I have attached sketches of two different circuits. The first one is the known-good single triode stage. It is directly-coupled to a rudimentary electrostatic speaker of unspecified impedance (hence the high DC offset). But for the fact that it requires a bit more drive voltage than my smartphone can provide, it does everything I need it to.

In the spirit of eliminating the separate drive amplifier (a little solid-state thing) and utilizing the other triode in the 12ax7 envelope, I would like to graft on an input stage adding a little bit of gain and hopefully allowing for some negative feedback from the output in order to linearize the whole thing.

The second sketch is my proposed circuit for a direct-coupled current feedback amplifier (sans component values) that I would like to implement. I have been unable to find a guide for calculating the appropriate values for the desired operating points, so I'm hoping someone here can point me in the right direction. I put together a prototype trying to account for the interaction of the additional components, but the results deviated from my estimates pretty woefully.

** Supplied material **
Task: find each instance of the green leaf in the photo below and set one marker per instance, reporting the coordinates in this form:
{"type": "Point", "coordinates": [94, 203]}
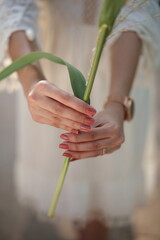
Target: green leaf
{"type": "Point", "coordinates": [77, 79]}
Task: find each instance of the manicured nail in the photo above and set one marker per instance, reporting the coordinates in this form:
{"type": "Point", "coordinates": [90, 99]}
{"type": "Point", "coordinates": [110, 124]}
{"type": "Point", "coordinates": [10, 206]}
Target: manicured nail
{"type": "Point", "coordinates": [64, 146]}
{"type": "Point", "coordinates": [84, 127]}
{"type": "Point", "coordinates": [65, 154]}
{"type": "Point", "coordinates": [73, 159]}
{"type": "Point", "coordinates": [91, 111]}
{"type": "Point", "coordinates": [74, 131]}
{"type": "Point", "coordinates": [89, 120]}
{"type": "Point", "coordinates": [64, 136]}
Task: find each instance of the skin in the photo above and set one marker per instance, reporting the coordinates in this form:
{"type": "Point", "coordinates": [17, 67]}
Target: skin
{"type": "Point", "coordinates": [88, 132]}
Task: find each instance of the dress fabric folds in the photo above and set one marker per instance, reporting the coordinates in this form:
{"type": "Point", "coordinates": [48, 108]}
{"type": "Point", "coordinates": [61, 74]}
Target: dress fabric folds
{"type": "Point", "coordinates": [113, 185]}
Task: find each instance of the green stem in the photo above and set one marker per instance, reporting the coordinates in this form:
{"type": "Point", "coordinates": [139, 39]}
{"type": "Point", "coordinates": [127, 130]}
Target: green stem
{"type": "Point", "coordinates": [59, 187]}
{"type": "Point", "coordinates": [94, 67]}
{"type": "Point", "coordinates": [99, 48]}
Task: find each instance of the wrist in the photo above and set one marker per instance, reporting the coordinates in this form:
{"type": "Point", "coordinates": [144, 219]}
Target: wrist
{"type": "Point", "coordinates": [115, 108]}
{"type": "Point", "coordinates": [126, 102]}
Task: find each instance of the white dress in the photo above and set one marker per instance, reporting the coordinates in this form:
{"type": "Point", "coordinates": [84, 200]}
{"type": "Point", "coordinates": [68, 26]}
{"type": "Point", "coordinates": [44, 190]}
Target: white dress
{"type": "Point", "coordinates": [113, 185]}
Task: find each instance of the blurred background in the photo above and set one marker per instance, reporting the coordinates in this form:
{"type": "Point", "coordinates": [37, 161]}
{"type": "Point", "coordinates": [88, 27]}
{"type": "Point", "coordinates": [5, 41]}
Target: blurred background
{"type": "Point", "coordinates": [16, 221]}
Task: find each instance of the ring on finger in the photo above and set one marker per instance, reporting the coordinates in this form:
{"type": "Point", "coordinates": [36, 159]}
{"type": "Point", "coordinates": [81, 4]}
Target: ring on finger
{"type": "Point", "coordinates": [105, 151]}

** Directions **
A) Select every line in the rows that contains the word "blurred", and copy those lines out.
B) Extend the post about the triode amplifier circuits, starting after its final sentence.

** Answers to each task **
A)
Task: find each instance of the blurred background in the photo above and set one marker per instance, reporting the coordinates in this form:
Target: blurred background

B)
I am very flexible on the values of the input stage and feedback components, but I would like to preserve the behavior of the output stage (if not the actual component values).

By my calculations, the known-good plate circuit represents a resistance of roughly 110k with no signal (250V / 2.3mA). For simplicity's sake, I decided to use a feedback resistor of 110k (I assume this is effectively in parallel with the plate circuit). Since this would presumably draw the same amount of current as the plate circuit, I halved the load resistor to 11k to preserve the 50V drop (50V / 4.6mA). This feedback resistor was then coupled to ground through the input stage's 470R cathode resistor in order to generate a bias voltage for that stage of approximately 1V [470R * (250V / 110,470R)] and set the gain at about 235 (admittedly more than I need).

I am clearly overlooking some factors since my experimental results are pretty far off of the calculated values. Any advice would be greatly appreciated.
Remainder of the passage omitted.